[Opening Provided text section]

Judge reinstates oil and gas lease in Badger-Two Medicine
By CHRIS PETERSON
Hungry Horse News
A federal judge has reinstated an oil and gas lease held by the Solenex Corporation in the Badger-Two Medicine region.
U.S. District Court Judge Richard Leon in a scathing opinion called the government’s actions “Kafkaesque” in its attempts to squash the lease over nearly 40 years.
In his ruling, Leon vacated a 2016 move by then Secretary of Interior Sally Jewell to cancel the Solenex lease on 6,200 acres near Marias Pass, a few miles south of Glacier National Park on the Helena-Lewis and Clark National Forest.
Earlier this year, the Solenex Corp. represented by the Mountain States Legal Foundation, filed suit, claiming Jewell exceeded her authority when she canceled the lease in the waning days of the Obama Administration. Leon, in his Sept. 9 ruling, found the lease was granted legally and had gone through the proper environmental reviews.
The Badger-Two Medicine is considered sacred by many members of the Blackfeet Tribe.
Louisiana oilman Sidney Longwell owned Solonex. He died in 2020, and held 6,200-plus acre lease since 1982. His family maintains ownership today and continued the legal battle. Since 1985, the Longwells have gone back and forth with various land agencies and administrations on Solenex’s right to drill.
In 1985, the application to drill was approved, but it was constantly delayed by various federal land agencies, including the Forest Service and the Bureau of Land Management.

[Closing Provided text section]
[Opening Given data section]

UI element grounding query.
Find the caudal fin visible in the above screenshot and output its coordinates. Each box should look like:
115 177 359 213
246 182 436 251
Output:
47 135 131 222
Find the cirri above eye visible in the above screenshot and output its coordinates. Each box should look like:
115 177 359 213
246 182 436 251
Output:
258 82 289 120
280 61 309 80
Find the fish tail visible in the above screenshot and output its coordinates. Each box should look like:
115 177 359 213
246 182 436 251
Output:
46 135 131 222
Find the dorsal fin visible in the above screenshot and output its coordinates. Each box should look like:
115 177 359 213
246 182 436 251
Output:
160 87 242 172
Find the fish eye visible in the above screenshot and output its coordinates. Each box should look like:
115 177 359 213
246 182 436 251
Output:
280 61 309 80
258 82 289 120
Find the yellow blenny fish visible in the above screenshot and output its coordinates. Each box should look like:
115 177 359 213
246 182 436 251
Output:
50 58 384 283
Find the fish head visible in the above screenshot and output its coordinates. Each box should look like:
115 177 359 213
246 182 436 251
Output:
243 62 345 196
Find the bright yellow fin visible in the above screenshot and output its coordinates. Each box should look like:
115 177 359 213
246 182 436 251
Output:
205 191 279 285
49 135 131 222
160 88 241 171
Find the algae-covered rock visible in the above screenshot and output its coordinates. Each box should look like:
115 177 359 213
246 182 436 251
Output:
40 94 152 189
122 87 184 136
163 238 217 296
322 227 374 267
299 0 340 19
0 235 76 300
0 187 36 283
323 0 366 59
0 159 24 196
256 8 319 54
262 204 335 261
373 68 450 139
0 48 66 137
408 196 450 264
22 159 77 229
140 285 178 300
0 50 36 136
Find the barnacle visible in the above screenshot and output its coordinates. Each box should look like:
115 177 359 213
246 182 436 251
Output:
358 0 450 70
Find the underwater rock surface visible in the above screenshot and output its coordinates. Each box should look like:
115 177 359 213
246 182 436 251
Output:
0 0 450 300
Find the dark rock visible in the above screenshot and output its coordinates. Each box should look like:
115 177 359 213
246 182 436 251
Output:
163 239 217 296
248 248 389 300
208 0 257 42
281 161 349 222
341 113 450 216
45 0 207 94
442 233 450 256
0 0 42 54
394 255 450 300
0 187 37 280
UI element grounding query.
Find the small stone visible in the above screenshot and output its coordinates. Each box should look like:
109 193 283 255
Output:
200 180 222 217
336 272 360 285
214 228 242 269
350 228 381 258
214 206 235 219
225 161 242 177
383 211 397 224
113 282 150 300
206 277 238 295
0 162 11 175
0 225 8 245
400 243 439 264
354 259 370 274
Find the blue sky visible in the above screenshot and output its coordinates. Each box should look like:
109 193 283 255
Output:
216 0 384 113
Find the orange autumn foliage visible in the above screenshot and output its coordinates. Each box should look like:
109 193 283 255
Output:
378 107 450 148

[Closing Given data section]

* **Your tasks**:
1. Answer these questions using the article on the Badger-Two Medicine lease:
(a) What word did Judge Richard Leon use to describe the government's actions?
(b) How many acres near Marias Pass does the Solenex lease cover?
(c) In what year was the application to drill approved?
2. Reproduce the passage of the article on the Badger-Two Medicine lease, starting with "Louisiana oilman Sidney" and going on through "right to drill.".
This material was taken from a separate source.

* **Answers to the problems**:
1.
(a) "Kafkaesque"
(b) 6,200 acres
(c) 1985

2.
Louisiana oilman Sidney Longwell owned Solonex. He died in 2020, and held 6,200-plus acre lease since 1982. His family maintains ownership today and continued the legal battle. Since 1985, the Longwells have gone back and forth with various land agencies and administrations on Solenex’s right to drill.